─── EXERCISE TEXT ───

Fri, Mar, 20th 2009, 11:00
Bat 703, p 135, CEA Saclay, Orme des Merisiers
Heavy ion radiobiology in therapy and space
Marco Durante (GSI/Darmstadt, Department of Biophysics)
Research in the field of biological effects of heavy charged particles is needed for both heavy-ion therapy (hadrontherapy) and protection from the exposure to galactic cosmic radiation in long-term manned space missions. Although the exposure conditions (e.g. high- vs. low-dose rate) are different in therapy and space, it is clear that a substantial overlap exists in several research topics, such as individual radiosensitivity, mixed radiation fields, and tissue degenerative effects. Late effects of heavy ions are arguably the main health risk for human space exploration, and with the increasing number of cancer patients treated by heavy-ion therapy, including young adults and children, this issue is now becoming the main source of uncertainty for the success of hadrontherapy as well. Reducing uncertainty in both cancer and noncancer late risk estimates is therefore the first priority in heavy-ion radiobiology. In addition, researchers involved either in experimental studies on space radiation protection or heavy-ion therapy often use the same accelerator facilities. Several heavy-ion therapy facilities are now under construction or planned in Europe, USA, and Japan. Beamtime will be available at these facilities for clinical radiobiology and basic heavy-ion effects experimental research, as already happens since several years at the HIMAC in Japan. The NASA Space Radiation Laboratory (NSRL) in Brookhaven (Long Island, NY) provides beams of very heavy ions at energies around 1 GeV/n which are of specific interest for space radiobiology. In Europe, these very high energy beams are available at GSI in Germany, where the new Facility for Antiprotons and Ion Research (FAIR) is currently under construction. It is foreseeable that the availability of beamtime and the presence of many dedicated research programs will lead to great improvements in our knowledge of biological effects of heavy ions in the coming few years.

─── INFORMATION SUPPLIED ───

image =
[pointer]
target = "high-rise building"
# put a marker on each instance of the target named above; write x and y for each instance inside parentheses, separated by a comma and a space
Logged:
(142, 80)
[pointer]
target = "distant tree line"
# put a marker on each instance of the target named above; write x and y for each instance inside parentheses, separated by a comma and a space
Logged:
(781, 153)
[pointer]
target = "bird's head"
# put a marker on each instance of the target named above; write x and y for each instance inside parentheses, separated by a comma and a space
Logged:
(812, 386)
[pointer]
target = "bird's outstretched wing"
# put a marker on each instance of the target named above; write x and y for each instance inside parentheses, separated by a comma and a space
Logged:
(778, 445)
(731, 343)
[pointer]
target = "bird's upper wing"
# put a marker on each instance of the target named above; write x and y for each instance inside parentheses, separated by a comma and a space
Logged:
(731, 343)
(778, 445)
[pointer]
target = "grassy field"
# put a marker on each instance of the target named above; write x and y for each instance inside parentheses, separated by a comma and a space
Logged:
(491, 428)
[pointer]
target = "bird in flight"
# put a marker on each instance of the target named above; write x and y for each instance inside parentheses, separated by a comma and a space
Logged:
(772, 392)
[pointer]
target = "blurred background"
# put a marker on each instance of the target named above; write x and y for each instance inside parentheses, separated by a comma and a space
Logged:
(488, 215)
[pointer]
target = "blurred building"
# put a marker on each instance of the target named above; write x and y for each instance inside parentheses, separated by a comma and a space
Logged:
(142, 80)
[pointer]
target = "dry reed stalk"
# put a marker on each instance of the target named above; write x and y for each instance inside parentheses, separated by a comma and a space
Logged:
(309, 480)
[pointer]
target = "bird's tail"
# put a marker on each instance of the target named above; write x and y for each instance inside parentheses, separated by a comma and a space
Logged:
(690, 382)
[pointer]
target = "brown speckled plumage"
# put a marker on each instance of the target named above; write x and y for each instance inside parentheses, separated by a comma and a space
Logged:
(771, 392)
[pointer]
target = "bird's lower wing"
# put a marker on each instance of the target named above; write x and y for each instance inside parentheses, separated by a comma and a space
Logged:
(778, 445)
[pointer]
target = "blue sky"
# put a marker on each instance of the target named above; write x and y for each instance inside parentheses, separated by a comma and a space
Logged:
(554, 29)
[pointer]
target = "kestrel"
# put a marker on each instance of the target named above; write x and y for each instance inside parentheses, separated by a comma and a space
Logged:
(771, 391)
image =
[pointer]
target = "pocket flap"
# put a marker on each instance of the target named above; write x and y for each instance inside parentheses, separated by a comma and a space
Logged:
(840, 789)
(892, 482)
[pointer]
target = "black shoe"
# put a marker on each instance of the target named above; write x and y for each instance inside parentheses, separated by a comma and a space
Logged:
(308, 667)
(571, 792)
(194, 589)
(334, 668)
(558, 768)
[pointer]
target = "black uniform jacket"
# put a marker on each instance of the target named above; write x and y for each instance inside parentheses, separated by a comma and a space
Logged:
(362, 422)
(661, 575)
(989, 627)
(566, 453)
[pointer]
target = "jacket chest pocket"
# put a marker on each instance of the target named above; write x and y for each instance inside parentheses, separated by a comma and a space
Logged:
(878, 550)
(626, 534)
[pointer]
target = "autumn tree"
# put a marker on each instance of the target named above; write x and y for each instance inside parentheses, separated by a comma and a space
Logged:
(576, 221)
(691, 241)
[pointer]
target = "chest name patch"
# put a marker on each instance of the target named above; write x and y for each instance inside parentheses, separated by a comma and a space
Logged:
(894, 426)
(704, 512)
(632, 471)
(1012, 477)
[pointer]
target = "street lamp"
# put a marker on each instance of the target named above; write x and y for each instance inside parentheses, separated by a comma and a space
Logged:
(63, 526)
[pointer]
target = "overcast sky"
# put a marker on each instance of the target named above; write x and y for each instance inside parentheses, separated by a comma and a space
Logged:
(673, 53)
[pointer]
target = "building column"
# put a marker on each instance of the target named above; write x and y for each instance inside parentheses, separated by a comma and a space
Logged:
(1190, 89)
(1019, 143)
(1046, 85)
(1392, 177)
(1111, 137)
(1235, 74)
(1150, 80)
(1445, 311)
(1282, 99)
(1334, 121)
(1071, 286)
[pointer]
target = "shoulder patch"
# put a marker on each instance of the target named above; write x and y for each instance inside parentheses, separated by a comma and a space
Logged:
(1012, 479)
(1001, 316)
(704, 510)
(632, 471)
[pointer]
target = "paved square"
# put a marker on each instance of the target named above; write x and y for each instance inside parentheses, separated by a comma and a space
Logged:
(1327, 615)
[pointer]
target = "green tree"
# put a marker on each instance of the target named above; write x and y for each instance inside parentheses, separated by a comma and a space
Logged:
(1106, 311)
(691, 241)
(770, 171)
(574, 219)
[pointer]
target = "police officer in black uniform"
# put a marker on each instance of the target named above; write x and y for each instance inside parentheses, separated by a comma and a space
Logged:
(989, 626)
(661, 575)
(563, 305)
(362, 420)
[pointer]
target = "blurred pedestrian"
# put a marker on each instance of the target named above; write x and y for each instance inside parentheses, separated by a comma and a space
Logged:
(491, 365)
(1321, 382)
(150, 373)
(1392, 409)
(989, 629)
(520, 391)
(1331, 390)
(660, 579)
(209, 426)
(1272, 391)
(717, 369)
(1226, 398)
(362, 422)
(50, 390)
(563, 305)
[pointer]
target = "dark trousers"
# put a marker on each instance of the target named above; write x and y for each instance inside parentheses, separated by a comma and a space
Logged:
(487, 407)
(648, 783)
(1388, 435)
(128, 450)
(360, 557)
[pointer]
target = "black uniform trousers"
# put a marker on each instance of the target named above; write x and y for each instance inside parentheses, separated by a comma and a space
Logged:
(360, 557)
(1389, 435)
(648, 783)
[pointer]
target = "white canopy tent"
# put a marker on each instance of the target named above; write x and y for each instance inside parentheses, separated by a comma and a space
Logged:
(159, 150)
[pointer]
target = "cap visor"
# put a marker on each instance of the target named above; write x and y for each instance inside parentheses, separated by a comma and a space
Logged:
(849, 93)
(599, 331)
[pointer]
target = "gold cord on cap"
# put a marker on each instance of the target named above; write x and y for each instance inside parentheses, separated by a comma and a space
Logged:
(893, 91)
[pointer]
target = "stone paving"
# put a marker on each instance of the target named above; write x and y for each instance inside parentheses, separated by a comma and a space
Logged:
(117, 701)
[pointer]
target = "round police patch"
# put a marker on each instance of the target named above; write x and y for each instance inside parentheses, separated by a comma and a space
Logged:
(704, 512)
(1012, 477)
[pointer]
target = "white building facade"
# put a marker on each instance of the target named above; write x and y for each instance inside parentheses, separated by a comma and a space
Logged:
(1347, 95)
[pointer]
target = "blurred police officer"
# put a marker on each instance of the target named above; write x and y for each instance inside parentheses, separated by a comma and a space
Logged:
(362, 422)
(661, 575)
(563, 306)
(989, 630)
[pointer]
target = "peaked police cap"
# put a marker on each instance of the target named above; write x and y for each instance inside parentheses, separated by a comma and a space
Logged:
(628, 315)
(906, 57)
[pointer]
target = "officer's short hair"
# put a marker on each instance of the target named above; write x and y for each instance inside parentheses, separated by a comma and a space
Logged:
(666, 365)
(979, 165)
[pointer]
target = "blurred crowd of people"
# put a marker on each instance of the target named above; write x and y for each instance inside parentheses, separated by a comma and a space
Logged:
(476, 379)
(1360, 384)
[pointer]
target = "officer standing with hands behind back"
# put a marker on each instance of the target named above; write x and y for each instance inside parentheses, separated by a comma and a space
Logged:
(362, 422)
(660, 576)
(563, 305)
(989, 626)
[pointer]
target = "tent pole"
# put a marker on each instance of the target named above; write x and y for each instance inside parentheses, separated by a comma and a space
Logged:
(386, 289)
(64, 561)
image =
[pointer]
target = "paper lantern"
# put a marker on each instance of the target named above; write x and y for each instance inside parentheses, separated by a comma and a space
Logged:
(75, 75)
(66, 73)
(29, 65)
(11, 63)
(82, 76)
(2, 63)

───

• _ACTIONS TO TAKE_:
A) Return everything in the heavy-ion radiobiology abstract from "Fri, Mar, 20th" down to "Department of Biophysics)".
B) Answer these questions from the heavy-ion radiobiology abstract:
(i) What does the abstract name as the first priority in heavy-ion radiobiology?
(ii) At which facility in Japan has beamtime already been available for several years?
(iii) Which laboratory in Brookhaven provides beams of very heavy ions at energies around 1 GeV/n?
The lines have no connection to the heavy-ion radiobiology abstract.

• _RESPONSES BY TASK_:
A)
Fri, Mar, 20th 2009, 11:00
Bat 703, p 135, CEA Saclay, Orme des Merisiers
Heavy ion radiobiology in therapy and space
Marco Durante (GSI/Darmstadt, Department of Biophysics)

B)
(i) Reducing uncertainty in both cancer and noncancer late risk estimates
(ii) The HIMAC
(iii) The NASA Space Radiation Laboratory (NSRL)